> **What to work on**: Bring back every record exactly, except for the pictures, which stay out.

Saved entries:
•••••
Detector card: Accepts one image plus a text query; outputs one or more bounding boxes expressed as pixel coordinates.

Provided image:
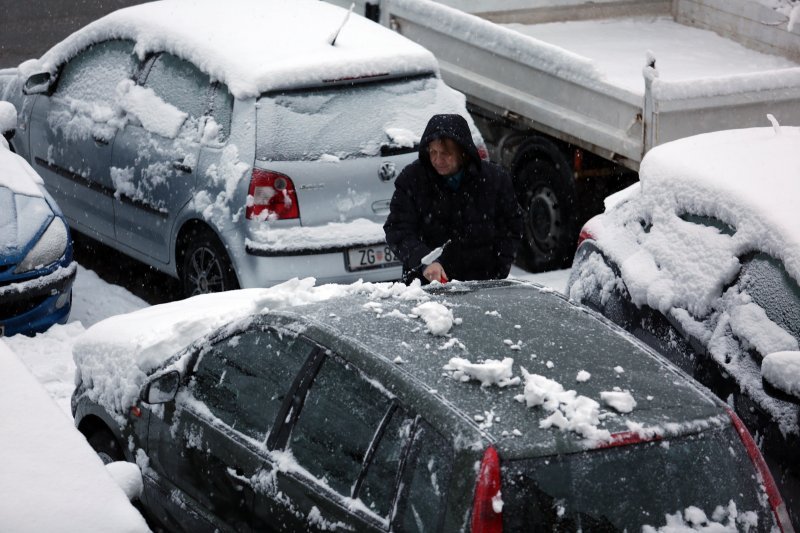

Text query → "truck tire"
[180,227,240,297]
[514,145,577,272]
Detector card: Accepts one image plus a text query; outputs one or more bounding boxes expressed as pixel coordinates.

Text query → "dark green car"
[71,281,790,531]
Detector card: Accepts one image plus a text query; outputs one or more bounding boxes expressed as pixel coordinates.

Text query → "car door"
[110,52,206,262]
[146,326,316,532]
[257,351,414,532]
[28,39,138,239]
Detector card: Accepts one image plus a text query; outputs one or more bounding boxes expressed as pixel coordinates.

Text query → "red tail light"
[477,144,489,161]
[727,407,793,532]
[246,169,299,220]
[576,227,595,248]
[471,446,503,533]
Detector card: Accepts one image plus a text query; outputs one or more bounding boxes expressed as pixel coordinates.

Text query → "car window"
[357,407,415,517]
[143,53,210,121]
[738,253,800,344]
[55,40,136,106]
[396,421,453,533]
[255,75,468,161]
[190,328,314,441]
[207,82,234,142]
[288,355,393,496]
[678,213,735,236]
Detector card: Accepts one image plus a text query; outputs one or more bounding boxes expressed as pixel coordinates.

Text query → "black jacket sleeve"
[383,167,433,272]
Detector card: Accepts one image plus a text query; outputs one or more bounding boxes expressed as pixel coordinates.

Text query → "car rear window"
[501,426,775,531]
[255,76,469,161]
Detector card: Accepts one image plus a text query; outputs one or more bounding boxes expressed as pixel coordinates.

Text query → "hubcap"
[526,185,562,253]
[188,246,225,295]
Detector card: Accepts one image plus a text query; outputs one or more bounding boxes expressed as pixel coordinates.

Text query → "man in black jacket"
[384,114,523,284]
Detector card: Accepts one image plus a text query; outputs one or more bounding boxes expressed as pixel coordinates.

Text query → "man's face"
[428,138,464,177]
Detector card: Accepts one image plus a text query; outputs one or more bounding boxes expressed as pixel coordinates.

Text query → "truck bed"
[383,0,800,169]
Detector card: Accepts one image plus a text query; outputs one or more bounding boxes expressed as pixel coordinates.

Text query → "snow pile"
[0,342,150,533]
[443,357,520,387]
[411,301,454,336]
[105,462,144,501]
[600,389,637,413]
[0,137,45,197]
[74,277,433,417]
[514,368,611,442]
[762,351,800,398]
[27,0,438,99]
[0,100,16,134]
[642,501,758,532]
[569,126,800,435]
[116,80,187,139]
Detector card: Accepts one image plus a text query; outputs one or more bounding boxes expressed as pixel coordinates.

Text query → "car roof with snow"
[616,125,800,282]
[26,0,439,98]
[269,280,726,458]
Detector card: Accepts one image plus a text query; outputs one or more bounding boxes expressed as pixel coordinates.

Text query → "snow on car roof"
[28,0,439,99]
[639,126,800,283]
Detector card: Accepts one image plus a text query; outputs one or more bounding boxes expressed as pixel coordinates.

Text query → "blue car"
[1,102,76,336]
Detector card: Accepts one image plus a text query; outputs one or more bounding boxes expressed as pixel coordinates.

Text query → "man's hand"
[423,262,448,283]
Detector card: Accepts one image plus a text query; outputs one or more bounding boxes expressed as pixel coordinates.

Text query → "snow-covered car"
[71,278,790,532]
[567,124,800,527]
[0,101,76,337]
[0,0,483,297]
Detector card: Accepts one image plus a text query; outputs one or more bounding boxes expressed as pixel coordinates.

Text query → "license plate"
[345,244,400,272]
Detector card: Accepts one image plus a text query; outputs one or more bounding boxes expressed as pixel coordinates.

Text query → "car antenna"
[329,2,355,46]
[766,114,782,135]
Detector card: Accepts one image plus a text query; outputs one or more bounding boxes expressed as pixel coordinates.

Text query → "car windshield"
[255,75,469,161]
[501,425,775,532]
•••••
> **Output below**:
Detector card: Accepts one image plus a text query; outputs one or more bounding boxes expressed as pixel coordinates.

Provided image:

Text query → "truck tire"
[180,227,240,297]
[514,145,577,272]
Detector card: Accepts one image plus a text query; outputs one or more bounding boxes expressed as pixel coordinates.

Text query → "dark green car"
[71,281,790,531]
Detector card: Accepts one image plus a text query; outputs one or more bounding boxes expressed as pixel coordinates.

Text query → "car door"
[110,52,206,262]
[146,326,316,532]
[257,351,414,532]
[28,39,138,239]
Detector card: Accepts one image plus a text query; outputs one or more bounding boxes expressed as pixel coordinates.

Text query → "red tail light"
[477,144,489,161]
[727,407,793,532]
[246,169,299,220]
[576,227,595,248]
[471,446,503,533]
Detector card: Accepts one image plus a text query; outputs one or more bounding boxes expressed as pixel coordinates.

Text query → "car window"
[357,407,415,517]
[143,53,210,121]
[738,253,800,344]
[55,40,136,106]
[396,421,453,533]
[255,75,468,161]
[190,328,314,441]
[207,82,234,142]
[288,355,393,496]
[678,213,735,236]
Detector card: Accepts one image plus a text query; outputs one or more bounding boxes expressed as pixel coordinates.

Text query → "black jacket sleeve"
[383,167,433,272]
Detector card: Accepts one image plus a text query; outputs one or more bounding boxes expressed as pixel coordinates.

Text query → "car rear window"
[501,426,775,531]
[255,76,469,161]
Detector card: Accepts one image plus a text query; outputs one or more bounding boxes expressed as pixel coordinates.

Text query → "hubcap"
[526,185,562,253]
[188,246,225,295]
Detector card: Accepts one image plus a text query; outputs one or more bounding boxes expressed as pixel coordinates.

Text query → "man in black jacket"
[384,114,523,284]
Detector card: Accepts one image plus a text query; outputs one or more bounding boxes expressed as pixel coordinates.

Text query → "man's face"
[428,138,464,177]
Detector card: Accepts one image plus a text query; outputs one or more bounding boxes expressed as pixel coordinates.

Text query → "truck bed"
[383,0,800,169]
Detector card: Accepts one image plus a text query; outputs one or more bounding boxes expressed as pixel coordinates.

Text query → "snow pile"
[0,342,150,533]
[443,357,520,387]
[411,301,454,336]
[105,462,144,501]
[600,389,637,413]
[0,137,45,197]
[74,277,433,417]
[514,368,611,442]
[762,351,800,398]
[27,0,438,99]
[0,100,16,134]
[642,501,758,532]
[569,126,800,435]
[116,80,187,139]
Detector card: Accepts one image plus a text query; outputs one or more bounding boxes expressed as pixel coordinates.

Text query → "car roof with snow"
[616,125,800,282]
[26,0,439,98]
[269,280,726,458]
Detector card: Accepts one image plus a text query; outputs one or more bounding boxes expressed as pixel coordinates.

Text query → "snow on car roof"
[28,0,439,99]
[639,126,800,283]
Detector card: Accepts one image plus a text query; outputs one or more bounding boxes expressed as pixel coordinates.

Text query → "blue car"
[1,102,76,336]
Detector card: Accepts one image plus a text query; outputs one or more bounding boxes expressed as pixel coordinates.

Text query → "man's hand"
[423,262,448,283]
Detector card: Accepts one image plus a text query; outputs one or more bounding boxes expressed as pixel coordinates.

Text query → "snow-covered car"
[71,278,790,532]
[567,124,800,527]
[0,101,76,337]
[0,0,483,297]
Detector card: Accepts one image plus a text query; outputs one or more bounding boxes expressed as pixel coordinates.

Text query → "license plate"
[345,244,400,272]
Detector card: Accepts one image plus a text query; outputs one or more bounding boxes expressed as pixel coordinates.

Text query → "car antenna"
[329,2,355,46]
[766,114,782,135]
Detector card: Accepts one image plus a text query; outputs one or more bounding boxes expressed as pixel coordinates.

Text query → "car windshield"
[255,75,469,161]
[501,425,775,532]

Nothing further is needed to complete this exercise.